▶ [WHAT THE TASK ASKS]
From the forum thread on immortality below, reproduce the passage that begins at the words "However if these" and stops after the words "their soldiers etc.". Keep every word, spelling, and punctuation mark unchanged.

▶ [READING TEXT]
As chris said i dont wanna be tortured forever by lying in a volvano so a certain amount of other powers will be needed and to be taken into account.

However if these lose ends could be tied up by this evil demon to give me this power then i of course would take it. However i feel i ask of alot more that will not be given, there are to many little problems that could lead to a big one. In the end some kind of contract with 1 billion extra needs would need to be incorperated. Is there something you also have not thought of or i have not thought of that is not in my post. It would take that eternity of immortality to make this plan safe.

What if you some how got buried alive, could you live there unable to move or do anything for eternity. In the hope some archologist will dig you up hundreds of years later only to let you end up in some military test center in the hope they will find this secret for their soldiers etc.


I sit on the fence and ask for more. I could not turn this offer down but at the moment it has to many problems to agree with.

----------


## Doc

If I could have the choice of having immortality would I take it? Unfortunately for me there is no simple yes or no answer on this one. I would have to see the various options and rules that apply before I would ever make such a choice. 

1.) Who is giving me this choice? Is it somebody who represents good or is it somebody who represents evil? If it was somebody who represents good then I would take it into consideration. If it was somebody who represents evil I wouldn't even bother thinking about it at all.

2.) Is it just immortality or is it eternal youth. If I had a choice between the two I would choose eternal youth simply because I could give an extremely long and fulfilling life, and yet I still had the option to die when I wanted to. To age but never die is a very poor existence in life.

3.) If it's both immortality and eternal youth is there still an option for me to die? Meaning is there still a way I could off myself or die of natural causes when I finally decide enough is enough? Death is an integral part of life. Not having an option in death just defies the cycle of life. I would think that having an option to die would still be a good thing to have; Kind of like Achillesf heel if you know what I mean.

4.) Am I the only person who is offered this? Who else is offered to be immortal? I would like to think if there was somebody else who was in on it with you it would make all the death of generations gone by a little bit more bearable.

5.) Why am I given this opportunity? I would think there should be a good reason to be offered such an incredible power in cheating death as to having immortality. What have I done to deserve such a choice?

There are many other factors that come into play, but those are just some of the main ones. Personally if there was a way to still die in the end, and it was for good and not evil then I would go for it. Simply put my thirst for knowledge is infinite. I would explore the world, our galaxy, and beyond until I was tired, and felt that I had gained enough knowledge on this plane of existence before ending my life. Loneliness is a considerable factor since we are after all social beings, but then again loners like me kind of like the solitude. Sure it's sad to be lonely, but as long as I'm happy learning things then that's all that matters.

▶ [DATASET CONTENT]
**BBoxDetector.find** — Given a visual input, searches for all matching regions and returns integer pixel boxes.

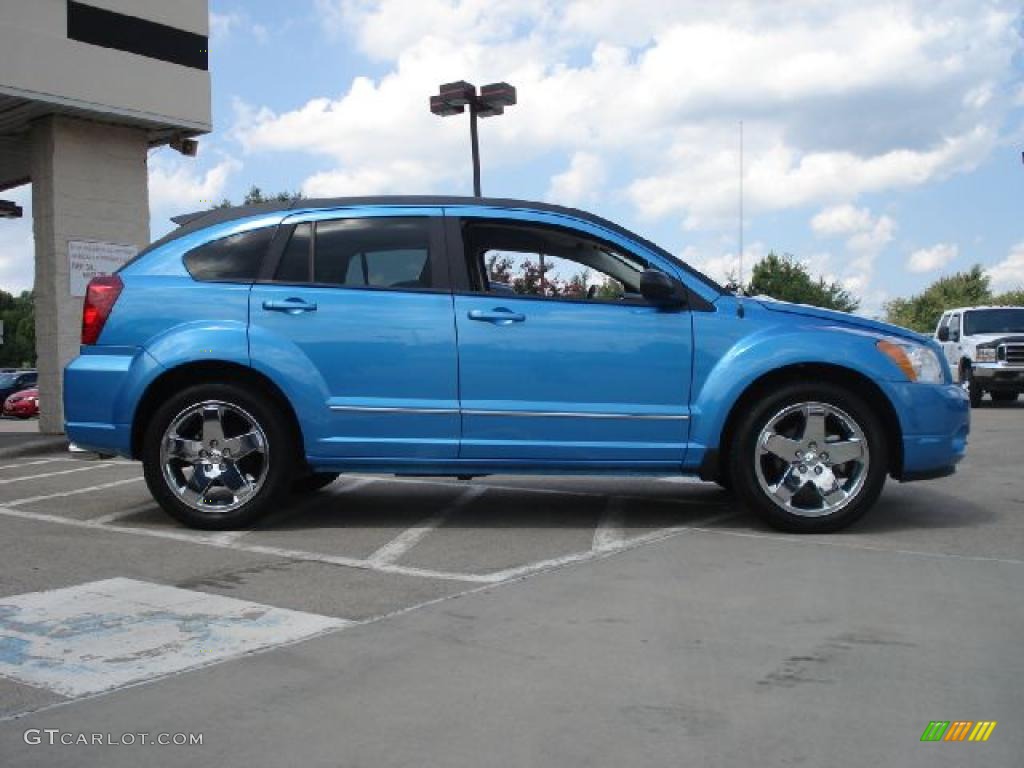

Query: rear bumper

▶ [SOLUTION TO THE PROBLEM]
However if these lose ends could be tied up by this evil demon to give me this power then i of course would take it. However i feel i ask of alot more that will not be given, there are to many little problems that could lead to a big one. In the end some kind of contract with 1 billion extra needs would need to be incorperated. Is there something you also have not thought of or i have not thought of that is not in my post. It would take that eternity of immortality to make this plan safe.

What if you some how got buried alive, could you live there unable to move or do anything for eternity. In the hope some archologist will dig you up hundreds of years later only to let you end up in some military test center in the hope they will find this secret for their soldiers etc.